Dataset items
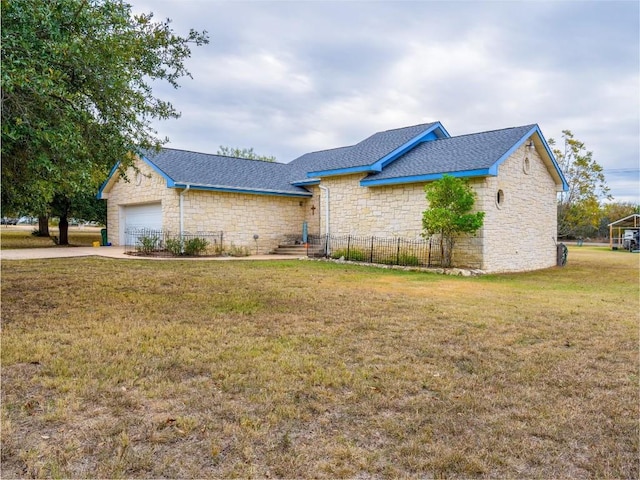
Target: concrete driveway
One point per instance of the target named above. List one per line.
(112, 252)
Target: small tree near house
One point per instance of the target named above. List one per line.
(450, 214)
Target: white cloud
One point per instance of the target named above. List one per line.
(291, 77)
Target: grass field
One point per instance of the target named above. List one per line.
(144, 369)
(20, 237)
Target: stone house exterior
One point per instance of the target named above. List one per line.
(374, 188)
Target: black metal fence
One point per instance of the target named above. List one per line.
(145, 241)
(388, 251)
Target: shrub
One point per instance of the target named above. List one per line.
(408, 260)
(174, 246)
(148, 244)
(353, 255)
(195, 246)
(238, 251)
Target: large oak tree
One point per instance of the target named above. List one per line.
(77, 95)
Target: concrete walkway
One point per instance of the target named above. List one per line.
(113, 252)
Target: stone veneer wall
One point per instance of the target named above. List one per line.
(241, 216)
(519, 235)
(386, 211)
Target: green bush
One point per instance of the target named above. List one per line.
(174, 246)
(408, 260)
(148, 244)
(353, 255)
(238, 251)
(195, 246)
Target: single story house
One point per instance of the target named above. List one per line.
(375, 187)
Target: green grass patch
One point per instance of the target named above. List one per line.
(20, 237)
(182, 369)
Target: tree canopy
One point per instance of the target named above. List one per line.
(449, 213)
(578, 208)
(247, 153)
(77, 95)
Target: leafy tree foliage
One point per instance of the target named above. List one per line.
(247, 153)
(449, 215)
(77, 94)
(578, 208)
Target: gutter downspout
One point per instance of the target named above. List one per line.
(182, 210)
(327, 217)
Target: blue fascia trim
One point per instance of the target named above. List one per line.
(228, 189)
(565, 184)
(302, 183)
(494, 168)
(170, 182)
(104, 184)
(425, 178)
(342, 171)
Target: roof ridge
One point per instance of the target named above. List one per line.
(223, 156)
(531, 125)
(408, 126)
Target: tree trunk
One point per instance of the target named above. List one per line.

• **TASK OBJECTIVE**: All of the entries above are to be duplicated exactly, with every image left out.

• **YOUR SOLUTION**:
Target: concrete driveway
One point per instance of the target named above. List one per line.
(112, 252)
Target: small tree near house
One point per instance of the target named above. List one per line.
(450, 214)
Target: white cloud
One point per instance of the target named above. List one per line.
(291, 77)
Target: grass field
One point per instance of the target named above. List one per line.
(144, 369)
(20, 237)
Target: stone house exterior
One point per instance of the target named above. List one per line.
(374, 188)
Target: black metal fence
One point per instance of the target named above. List one per line.
(145, 241)
(388, 251)
Target: shrub
One point per instance of the target named above. List one per line.
(408, 260)
(174, 246)
(148, 244)
(353, 255)
(195, 246)
(238, 251)
Target: large oak tree
One point per instance of the target named above. List one per line.
(77, 95)
Target: concrete walkway
One point per instance of the target named above. List one per line.
(113, 252)
Target: stone veneer wall
One point per instance of the target named above. List one per line.
(241, 216)
(519, 235)
(386, 211)
Target: green bush
One point per instance of the target named above. List one per line.
(174, 246)
(408, 260)
(148, 244)
(353, 255)
(238, 251)
(195, 246)
Target: single story house
One point per instance of the target named above. List one per line.
(375, 187)
Target: green grass patch
One point per instance of the target named above. List one per line.
(20, 237)
(182, 369)
Target: tree canopy
One point per instance of the target named above. List one per line.
(449, 213)
(578, 208)
(247, 153)
(77, 95)
Target: leafy tree foliage
One point per instance of the target named above. List one per line.
(247, 153)
(449, 215)
(77, 94)
(578, 208)
Target: gutter downspout
One point per instance of the target named above. List one per line.
(182, 210)
(327, 217)
Target: blue fascia trim
One point per instance of the target named above. List one per line.
(228, 189)
(565, 184)
(302, 183)
(494, 168)
(170, 182)
(104, 184)
(425, 178)
(342, 171)
Target: roof ridge
One point per instance of the target named above. List one per line.
(223, 156)
(531, 125)
(408, 126)
Target: tree trunk
One point per instance of the target named above. List one per line.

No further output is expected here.